■ DATASET ROWS
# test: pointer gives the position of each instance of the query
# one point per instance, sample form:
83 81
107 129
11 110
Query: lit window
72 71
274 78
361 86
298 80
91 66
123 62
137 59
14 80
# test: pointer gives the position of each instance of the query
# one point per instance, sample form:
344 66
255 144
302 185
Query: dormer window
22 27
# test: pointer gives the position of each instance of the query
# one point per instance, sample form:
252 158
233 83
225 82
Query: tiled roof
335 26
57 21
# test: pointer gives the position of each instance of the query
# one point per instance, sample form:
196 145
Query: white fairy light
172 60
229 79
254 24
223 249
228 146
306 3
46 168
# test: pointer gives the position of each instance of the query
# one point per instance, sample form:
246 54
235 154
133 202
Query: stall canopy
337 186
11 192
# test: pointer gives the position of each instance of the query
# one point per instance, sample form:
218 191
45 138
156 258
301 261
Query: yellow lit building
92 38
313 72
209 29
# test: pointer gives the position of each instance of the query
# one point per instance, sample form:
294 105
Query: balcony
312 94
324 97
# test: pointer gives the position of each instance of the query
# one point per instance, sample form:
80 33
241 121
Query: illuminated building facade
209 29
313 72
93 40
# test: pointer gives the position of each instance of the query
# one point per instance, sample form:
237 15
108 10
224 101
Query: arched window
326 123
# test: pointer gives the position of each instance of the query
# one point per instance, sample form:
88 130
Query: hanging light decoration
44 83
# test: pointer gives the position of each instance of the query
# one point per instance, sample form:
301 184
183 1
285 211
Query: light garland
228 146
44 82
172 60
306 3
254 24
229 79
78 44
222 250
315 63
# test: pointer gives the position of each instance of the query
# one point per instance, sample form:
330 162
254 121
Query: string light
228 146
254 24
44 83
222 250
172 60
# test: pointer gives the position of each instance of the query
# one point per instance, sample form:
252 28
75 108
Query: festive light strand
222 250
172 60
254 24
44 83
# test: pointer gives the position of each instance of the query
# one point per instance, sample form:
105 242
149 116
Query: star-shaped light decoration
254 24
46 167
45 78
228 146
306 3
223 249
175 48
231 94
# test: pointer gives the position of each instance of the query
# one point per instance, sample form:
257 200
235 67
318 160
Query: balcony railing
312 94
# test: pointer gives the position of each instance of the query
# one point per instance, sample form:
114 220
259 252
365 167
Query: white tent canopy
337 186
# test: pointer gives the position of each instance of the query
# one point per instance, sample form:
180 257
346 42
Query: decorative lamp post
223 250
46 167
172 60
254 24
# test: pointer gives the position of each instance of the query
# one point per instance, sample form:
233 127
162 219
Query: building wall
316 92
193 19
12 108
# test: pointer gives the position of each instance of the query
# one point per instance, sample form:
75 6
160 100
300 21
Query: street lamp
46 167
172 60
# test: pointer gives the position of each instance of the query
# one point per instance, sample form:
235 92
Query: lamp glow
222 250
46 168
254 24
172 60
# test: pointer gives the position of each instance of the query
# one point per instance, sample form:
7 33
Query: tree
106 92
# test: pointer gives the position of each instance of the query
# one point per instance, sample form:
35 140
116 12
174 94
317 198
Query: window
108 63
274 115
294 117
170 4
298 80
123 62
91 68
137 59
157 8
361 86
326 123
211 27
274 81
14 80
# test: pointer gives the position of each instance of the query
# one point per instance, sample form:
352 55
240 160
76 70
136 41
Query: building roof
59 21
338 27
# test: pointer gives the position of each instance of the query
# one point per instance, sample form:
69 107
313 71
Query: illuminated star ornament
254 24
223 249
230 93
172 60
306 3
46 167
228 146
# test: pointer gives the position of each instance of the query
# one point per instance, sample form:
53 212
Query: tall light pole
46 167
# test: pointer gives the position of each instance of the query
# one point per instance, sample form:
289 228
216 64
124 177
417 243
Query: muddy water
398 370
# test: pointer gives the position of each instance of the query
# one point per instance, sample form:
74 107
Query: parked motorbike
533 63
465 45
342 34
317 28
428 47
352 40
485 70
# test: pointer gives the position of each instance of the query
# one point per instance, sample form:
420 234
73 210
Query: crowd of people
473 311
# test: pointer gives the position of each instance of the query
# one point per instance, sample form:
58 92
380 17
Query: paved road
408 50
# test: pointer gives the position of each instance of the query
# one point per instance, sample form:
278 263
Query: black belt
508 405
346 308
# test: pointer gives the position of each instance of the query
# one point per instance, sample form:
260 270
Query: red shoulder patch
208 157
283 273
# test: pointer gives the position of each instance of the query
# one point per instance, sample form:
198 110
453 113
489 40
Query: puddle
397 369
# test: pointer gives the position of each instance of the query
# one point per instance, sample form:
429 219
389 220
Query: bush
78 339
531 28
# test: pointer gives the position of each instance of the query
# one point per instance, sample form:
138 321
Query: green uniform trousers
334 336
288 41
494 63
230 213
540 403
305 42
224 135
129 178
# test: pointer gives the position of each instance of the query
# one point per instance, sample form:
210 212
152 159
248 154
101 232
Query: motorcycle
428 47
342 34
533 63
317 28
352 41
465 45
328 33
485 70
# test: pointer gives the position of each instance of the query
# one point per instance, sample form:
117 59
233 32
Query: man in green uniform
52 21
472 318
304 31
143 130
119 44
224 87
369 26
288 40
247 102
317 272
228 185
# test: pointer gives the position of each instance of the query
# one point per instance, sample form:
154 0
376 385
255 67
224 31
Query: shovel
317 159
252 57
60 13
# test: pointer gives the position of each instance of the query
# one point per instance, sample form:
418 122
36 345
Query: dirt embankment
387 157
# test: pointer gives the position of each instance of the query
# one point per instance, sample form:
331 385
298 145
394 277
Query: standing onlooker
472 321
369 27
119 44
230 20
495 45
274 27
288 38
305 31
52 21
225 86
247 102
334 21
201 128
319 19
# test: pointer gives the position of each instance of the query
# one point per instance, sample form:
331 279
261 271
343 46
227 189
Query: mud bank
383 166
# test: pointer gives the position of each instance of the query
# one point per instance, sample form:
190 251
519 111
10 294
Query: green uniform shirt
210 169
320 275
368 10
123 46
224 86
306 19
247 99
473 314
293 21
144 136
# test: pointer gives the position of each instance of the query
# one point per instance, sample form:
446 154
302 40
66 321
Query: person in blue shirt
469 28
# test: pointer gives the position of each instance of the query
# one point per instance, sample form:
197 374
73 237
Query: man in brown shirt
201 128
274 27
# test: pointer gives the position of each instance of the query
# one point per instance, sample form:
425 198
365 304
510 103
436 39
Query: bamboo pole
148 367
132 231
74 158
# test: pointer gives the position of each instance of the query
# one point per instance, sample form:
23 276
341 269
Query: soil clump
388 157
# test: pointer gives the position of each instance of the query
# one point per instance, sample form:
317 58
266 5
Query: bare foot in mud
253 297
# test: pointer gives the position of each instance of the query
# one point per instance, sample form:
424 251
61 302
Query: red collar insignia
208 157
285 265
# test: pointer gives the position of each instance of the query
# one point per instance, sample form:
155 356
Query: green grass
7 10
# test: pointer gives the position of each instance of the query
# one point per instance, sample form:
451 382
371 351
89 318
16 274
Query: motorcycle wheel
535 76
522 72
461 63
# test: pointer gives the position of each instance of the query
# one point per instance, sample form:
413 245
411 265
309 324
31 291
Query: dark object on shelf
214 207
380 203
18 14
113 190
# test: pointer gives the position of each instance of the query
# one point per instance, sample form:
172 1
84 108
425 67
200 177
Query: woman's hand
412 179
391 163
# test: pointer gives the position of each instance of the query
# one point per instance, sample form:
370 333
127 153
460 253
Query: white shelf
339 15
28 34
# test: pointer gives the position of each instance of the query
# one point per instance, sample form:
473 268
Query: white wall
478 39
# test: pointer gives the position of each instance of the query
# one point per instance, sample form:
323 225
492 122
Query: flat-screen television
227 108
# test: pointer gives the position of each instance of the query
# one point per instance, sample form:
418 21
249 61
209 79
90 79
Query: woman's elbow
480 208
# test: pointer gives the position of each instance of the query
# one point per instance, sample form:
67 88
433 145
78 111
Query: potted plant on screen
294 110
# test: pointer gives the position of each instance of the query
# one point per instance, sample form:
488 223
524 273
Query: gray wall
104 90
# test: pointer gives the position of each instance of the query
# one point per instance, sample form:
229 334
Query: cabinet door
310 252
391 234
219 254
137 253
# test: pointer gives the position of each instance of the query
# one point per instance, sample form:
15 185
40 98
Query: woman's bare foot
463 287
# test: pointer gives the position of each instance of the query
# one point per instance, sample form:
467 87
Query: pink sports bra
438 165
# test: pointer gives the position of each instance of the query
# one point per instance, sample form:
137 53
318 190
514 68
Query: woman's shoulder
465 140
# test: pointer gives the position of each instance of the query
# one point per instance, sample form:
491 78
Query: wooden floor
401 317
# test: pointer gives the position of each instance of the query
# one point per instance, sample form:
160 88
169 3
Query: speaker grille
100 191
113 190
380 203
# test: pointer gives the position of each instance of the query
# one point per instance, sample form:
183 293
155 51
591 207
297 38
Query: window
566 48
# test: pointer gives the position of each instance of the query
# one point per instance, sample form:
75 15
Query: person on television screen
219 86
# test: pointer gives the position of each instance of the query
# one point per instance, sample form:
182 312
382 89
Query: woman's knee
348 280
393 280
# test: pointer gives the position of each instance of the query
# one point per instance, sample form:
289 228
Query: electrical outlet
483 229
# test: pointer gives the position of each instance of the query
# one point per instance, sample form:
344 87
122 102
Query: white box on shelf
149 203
...
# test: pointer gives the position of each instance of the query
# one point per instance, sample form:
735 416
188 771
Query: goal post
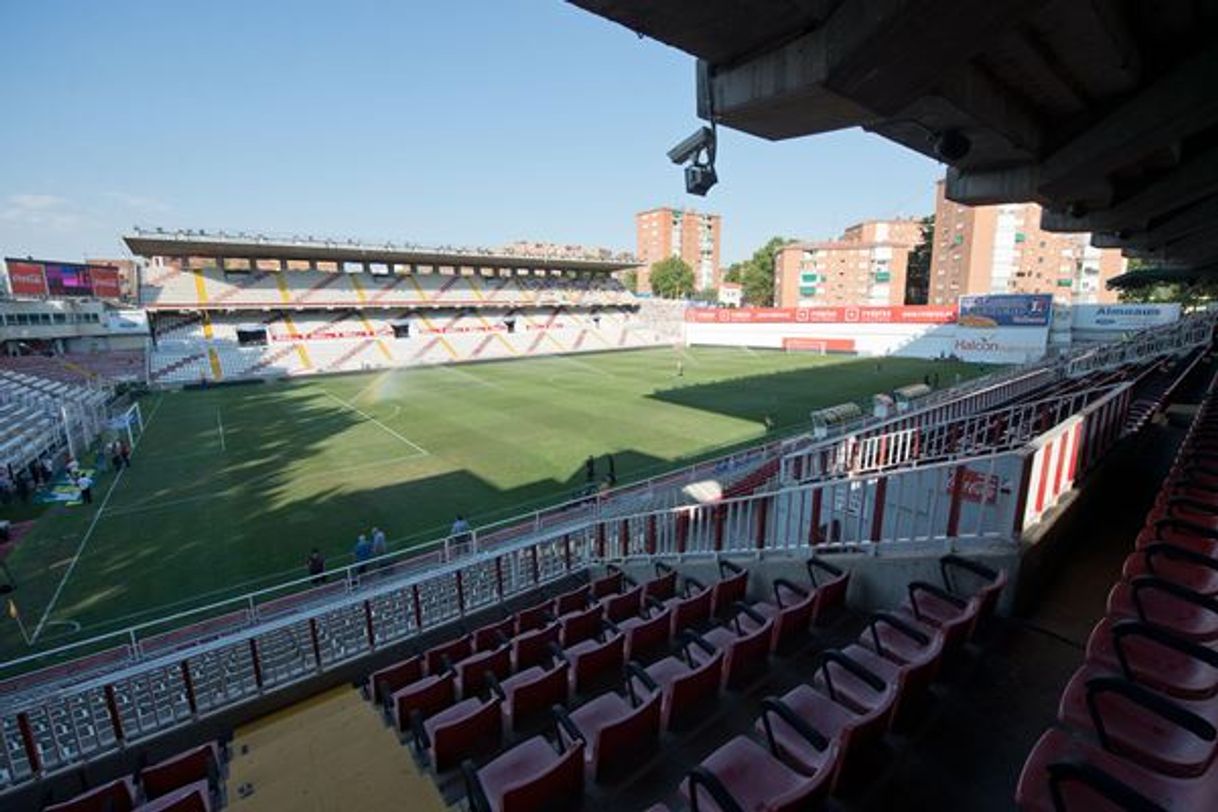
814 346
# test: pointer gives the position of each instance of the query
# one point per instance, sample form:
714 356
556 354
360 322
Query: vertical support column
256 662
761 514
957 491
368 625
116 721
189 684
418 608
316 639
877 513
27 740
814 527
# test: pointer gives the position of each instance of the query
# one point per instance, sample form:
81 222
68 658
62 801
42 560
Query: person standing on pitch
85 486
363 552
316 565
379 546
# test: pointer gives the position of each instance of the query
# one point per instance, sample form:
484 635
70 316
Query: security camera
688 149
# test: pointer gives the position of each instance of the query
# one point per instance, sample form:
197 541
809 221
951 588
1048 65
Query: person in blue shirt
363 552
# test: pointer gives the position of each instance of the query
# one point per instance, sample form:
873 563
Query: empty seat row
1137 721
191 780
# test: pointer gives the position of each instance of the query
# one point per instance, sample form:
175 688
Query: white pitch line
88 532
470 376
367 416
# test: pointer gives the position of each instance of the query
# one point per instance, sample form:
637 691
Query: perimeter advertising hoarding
--
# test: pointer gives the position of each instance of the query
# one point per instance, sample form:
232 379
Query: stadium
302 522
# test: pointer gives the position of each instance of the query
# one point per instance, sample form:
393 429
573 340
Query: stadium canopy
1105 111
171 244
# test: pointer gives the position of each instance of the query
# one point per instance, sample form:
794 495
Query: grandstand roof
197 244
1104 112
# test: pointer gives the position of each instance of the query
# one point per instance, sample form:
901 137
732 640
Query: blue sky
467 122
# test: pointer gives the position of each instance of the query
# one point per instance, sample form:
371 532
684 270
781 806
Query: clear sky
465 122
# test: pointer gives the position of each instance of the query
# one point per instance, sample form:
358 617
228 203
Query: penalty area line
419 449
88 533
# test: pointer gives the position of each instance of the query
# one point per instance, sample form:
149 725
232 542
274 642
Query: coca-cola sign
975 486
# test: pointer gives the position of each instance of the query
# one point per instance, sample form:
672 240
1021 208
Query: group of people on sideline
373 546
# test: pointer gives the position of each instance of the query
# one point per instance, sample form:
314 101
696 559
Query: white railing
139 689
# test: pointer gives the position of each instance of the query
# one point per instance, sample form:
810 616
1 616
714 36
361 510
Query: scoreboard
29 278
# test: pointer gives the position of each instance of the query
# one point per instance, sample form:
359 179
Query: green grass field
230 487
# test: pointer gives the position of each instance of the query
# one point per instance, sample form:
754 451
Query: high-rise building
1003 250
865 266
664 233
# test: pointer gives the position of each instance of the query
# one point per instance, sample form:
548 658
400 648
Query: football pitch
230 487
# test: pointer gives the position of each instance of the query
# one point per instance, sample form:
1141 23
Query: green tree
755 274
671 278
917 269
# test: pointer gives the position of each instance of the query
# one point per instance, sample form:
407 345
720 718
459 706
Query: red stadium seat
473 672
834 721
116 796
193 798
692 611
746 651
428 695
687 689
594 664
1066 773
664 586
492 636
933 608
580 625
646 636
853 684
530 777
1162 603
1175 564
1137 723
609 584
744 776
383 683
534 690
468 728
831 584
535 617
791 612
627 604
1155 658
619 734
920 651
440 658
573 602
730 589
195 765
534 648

■ GIVEN REQUEST
Pick out each line of the listing above that contains the word "people" and copy it.

■ FINAL RESULT
Query: crowd of people
Query: group of people on sideline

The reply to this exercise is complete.